▶ [Activities]
(a) Answer these questions from the obituary of Thomas Keppel Cloetingh:
(i) In what year was he diagnosed with Lewy body dementia?
(ii) Which university awarded him an MBA?
(iii) To what firm did Signal Holdings sell a partial stake in 2002?
(b) In the obituary of Thomas Keppel Cloetingh, recast the paragraph beginning "Between 1984 and 2008" as a short bulleted list that keeps its main facts.
(c) Carry on the obituary of Thomas Keppel Cloetingh from its last sentence.

▶ [Text]
######

Thomas Keppel Cloetingh, 67, of Phoenixville and Amelia Island, Fla., an entrepreneur and philanthropist, died Thursday, Nov. 19, of complications from Lewy body dementia at his Chester County home.
Mr. Cloetingh was diagnosed with the brain disease in 2017. Earlier this month, he was placed in hospice care.
Born in Grand Rapids, Mich., he was raised in the Philadelphia suburbs. He graduated from Lower Merion High School in 1971 and earned a bachelor’s degree from George Washington University in 1975 and an MBA from Drexel University in 1977.
Mr. Cloetingh was founder and CEO of the Wayne-based Signal Holdings LLC, a provider of protection programs and repair services for cell phones. His brother Stephen was an executive vice president.
Between 1984 and 2008, when the firm was sold to business partner Assurant Inc., the Cloetingh brothers built Signal Holdings into a business with annual revenue of about $330 million and 700 employees in four Pennsylvania locations. After the $250 million sale, the Cloetinghs became part of the merged company’s senior management before moving on, the Philadelphia Business Journal wrote in 2008.
“Tom used his brilliance, judgment, integrity, persistence, steady work ethic, and sheer good luck to found and grow the business, and at the same time, invent an industry, before selling to Assurant,” his family said in a statement.
The business originated as a start-up focused on the nascent mobile phone insurance market. At that time in the 1980s, the phone industry was dominated by large landline carriers and consumers who used landlines.
Signal Holdings adjusted as mobile phones transitioned from brick-size phones to smaller flip phones and finally to smartphones. The company sold a partial stake in the business to Stone Point Capital in 2002, before the deal with Assurant. Mr. Cloetingh was adamant that layoffs be avoided, and most employees were kept on by Assurant.
Mr. Cloetingh retired 18 months after the 2008 sale.

######

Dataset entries
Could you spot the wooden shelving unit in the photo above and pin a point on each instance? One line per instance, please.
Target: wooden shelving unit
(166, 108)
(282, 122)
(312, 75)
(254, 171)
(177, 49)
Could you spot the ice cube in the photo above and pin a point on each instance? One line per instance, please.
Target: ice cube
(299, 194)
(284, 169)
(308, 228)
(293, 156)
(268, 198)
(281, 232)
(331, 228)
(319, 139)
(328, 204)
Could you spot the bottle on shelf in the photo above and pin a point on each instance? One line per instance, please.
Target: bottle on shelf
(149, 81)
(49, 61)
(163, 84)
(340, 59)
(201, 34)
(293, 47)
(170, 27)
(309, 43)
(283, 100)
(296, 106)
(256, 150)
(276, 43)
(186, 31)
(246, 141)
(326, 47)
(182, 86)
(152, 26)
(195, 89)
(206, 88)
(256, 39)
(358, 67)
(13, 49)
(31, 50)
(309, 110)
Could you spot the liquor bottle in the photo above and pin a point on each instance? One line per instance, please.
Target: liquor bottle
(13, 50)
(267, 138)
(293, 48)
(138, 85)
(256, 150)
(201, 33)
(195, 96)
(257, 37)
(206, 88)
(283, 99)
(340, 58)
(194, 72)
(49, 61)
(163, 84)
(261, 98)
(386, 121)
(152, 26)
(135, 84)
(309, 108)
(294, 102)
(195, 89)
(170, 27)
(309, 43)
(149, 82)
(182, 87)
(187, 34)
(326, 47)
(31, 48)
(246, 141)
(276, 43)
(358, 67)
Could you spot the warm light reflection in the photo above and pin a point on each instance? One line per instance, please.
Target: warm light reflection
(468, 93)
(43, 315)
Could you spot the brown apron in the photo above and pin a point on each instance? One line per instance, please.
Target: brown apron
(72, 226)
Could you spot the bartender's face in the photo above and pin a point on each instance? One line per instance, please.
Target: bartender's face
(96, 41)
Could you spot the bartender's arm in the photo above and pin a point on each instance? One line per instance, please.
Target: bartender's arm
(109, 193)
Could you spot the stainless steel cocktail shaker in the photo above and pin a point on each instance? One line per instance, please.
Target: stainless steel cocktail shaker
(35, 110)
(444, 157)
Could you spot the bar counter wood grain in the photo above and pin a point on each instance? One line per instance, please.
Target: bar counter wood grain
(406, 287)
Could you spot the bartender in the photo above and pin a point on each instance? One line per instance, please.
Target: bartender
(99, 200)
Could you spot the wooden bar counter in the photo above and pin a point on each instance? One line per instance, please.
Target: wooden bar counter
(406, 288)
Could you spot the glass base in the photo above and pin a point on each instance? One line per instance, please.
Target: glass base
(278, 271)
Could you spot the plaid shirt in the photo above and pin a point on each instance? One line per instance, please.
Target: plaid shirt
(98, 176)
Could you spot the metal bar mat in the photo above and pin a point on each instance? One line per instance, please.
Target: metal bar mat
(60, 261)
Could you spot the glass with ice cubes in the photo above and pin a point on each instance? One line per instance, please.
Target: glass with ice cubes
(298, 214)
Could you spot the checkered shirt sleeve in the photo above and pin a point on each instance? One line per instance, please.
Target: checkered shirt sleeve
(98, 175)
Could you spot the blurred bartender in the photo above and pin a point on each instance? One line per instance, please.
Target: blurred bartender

######

▶ [Results by task]
(a)
(i) 2017
(ii) Drexel University
(iii) Stone Point Capital

(b)
- From 1984 to 2008, the Cloetingh brothers built Signal Holdings into a business with about $330 million in annual revenue and 700 employees at four Pennsylvania locations.
- In 2008 the firm was sold to business partner Assurant Inc. for $250 million.
- After the sale, the brothers joined the merged company's senior management before moving on, according to the Philadelphia Business Journal in 2008.

(c)
Beginning in retirement, Mr. Cloetingh was a philanthropist in the fields of education, health, and the environment.
He supported Philabundance, Penn Medicine Memory Center’s Lewy body research, refurbishment of the Colonial Theater in Phoenixville, and Good Works, a Coatesville nonprofit that helps low-income homeowners repair their houses.
“He was dedicated to creating healthy, inclusive, and just communities where individuals have the resources to overcome challenges, achieve their goals, and live meaningful lives,” the family said.
Mr. Cloetingh met Joan Edwards and married her in 1976. They had three children whom they raised in Phoenixville. He was passionate about creating a family with strong values. He had a “work hard, play hard” approach to life.
While juggling his business responsibilities, he made it a point to be present for his family. He cheered at his children’s athletic matches, prioritized getting home for weekday dinners, and loved hosting large family gatherings.
“He especially loved Thanksgiving. He loved cooking the turkey,” said his brother Stephen.
Although genial and soft-spoken, Mr. Cloetingh had a contagious belly laugh, his family said.
He enjoyed golfing, skiing, and following the Philadelphia sports teams, and was a longtime holder of season tickets to the Eagles and Flyers. “It’s a good way to hold the family together,” he liked to say.
Besides his wife and brother Stephen, he is survived by children Jeffrey Scott Cloetingh, Julie Cloetingh Cady, and Gregory Thomas Cloetingh; six grandchildren; two other brothers; and two sisters.
Services were Nov. 24. Interment will be private.